Each record below is to be set down again precisely.

|---|

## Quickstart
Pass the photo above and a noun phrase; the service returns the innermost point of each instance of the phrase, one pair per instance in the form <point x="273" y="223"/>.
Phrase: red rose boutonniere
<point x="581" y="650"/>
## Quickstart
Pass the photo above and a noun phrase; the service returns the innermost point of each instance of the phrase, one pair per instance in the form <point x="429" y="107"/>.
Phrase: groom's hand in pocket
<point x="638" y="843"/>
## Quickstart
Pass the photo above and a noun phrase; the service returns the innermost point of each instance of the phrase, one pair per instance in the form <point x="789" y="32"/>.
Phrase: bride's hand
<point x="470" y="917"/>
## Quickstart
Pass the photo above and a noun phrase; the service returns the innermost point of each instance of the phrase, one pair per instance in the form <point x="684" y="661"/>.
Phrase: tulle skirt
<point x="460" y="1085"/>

|---|

Answer box
## Quickstart
Pass the photo above and a noun phrase; the service returns the innermost point of each instance of the phrase, one pair per instance in the form <point x="273" y="223"/>.
Phrase: red rose boutonniere
<point x="581" y="650"/>
## Quickstart
Pass the photo above and a noun phrase; the service returns the innermost point of each instance of the phrase, one pair per instance in the form <point x="429" y="107"/>.
Phrase: groom's hand in pocket
<point x="638" y="843"/>
## Quickstart
Pass the photo above and a noun phrase; the service returns the innermost point of each instance of the phrase, one pair per instance in the form <point x="789" y="32"/>.
Phrase: bride's hand
<point x="470" y="917"/>
## Quickstart
Pass the photo above and a noun phrase; the service returns the innermost point of each instance of the phrase, one pair per instance in the form <point x="684" y="661"/>.
Phrase: tulle skirt
<point x="460" y="1085"/>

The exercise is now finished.